(THE PROBLEM): Return, unchanged, every line in the records below that contains the word "sidewalk".

(ENTRIES PROVIDED):
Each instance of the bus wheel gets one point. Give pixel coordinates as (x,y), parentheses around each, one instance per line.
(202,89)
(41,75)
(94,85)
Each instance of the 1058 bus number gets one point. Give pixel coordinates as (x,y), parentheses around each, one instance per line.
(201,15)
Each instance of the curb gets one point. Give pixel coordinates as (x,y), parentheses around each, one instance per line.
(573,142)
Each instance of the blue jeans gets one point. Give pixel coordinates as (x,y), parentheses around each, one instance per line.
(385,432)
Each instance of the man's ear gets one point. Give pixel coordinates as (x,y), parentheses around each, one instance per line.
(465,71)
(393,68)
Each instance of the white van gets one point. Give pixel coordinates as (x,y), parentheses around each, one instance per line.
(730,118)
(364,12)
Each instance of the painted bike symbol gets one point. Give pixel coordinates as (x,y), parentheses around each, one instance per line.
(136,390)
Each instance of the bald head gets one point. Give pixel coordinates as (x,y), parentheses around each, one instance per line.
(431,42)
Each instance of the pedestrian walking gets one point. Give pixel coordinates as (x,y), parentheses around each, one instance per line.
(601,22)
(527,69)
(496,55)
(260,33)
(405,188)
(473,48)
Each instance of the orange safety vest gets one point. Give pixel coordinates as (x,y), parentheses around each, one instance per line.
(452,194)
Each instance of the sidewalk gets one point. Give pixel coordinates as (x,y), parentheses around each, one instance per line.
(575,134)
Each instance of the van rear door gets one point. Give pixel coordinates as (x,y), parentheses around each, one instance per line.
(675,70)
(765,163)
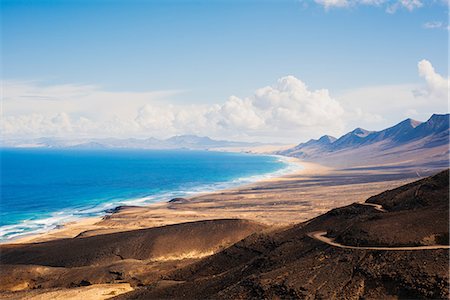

(TASK RESULT):
Each instance of the sidewalk gets one point. Give pixel coordinates as (x,y), parentheses around each, one instance per line.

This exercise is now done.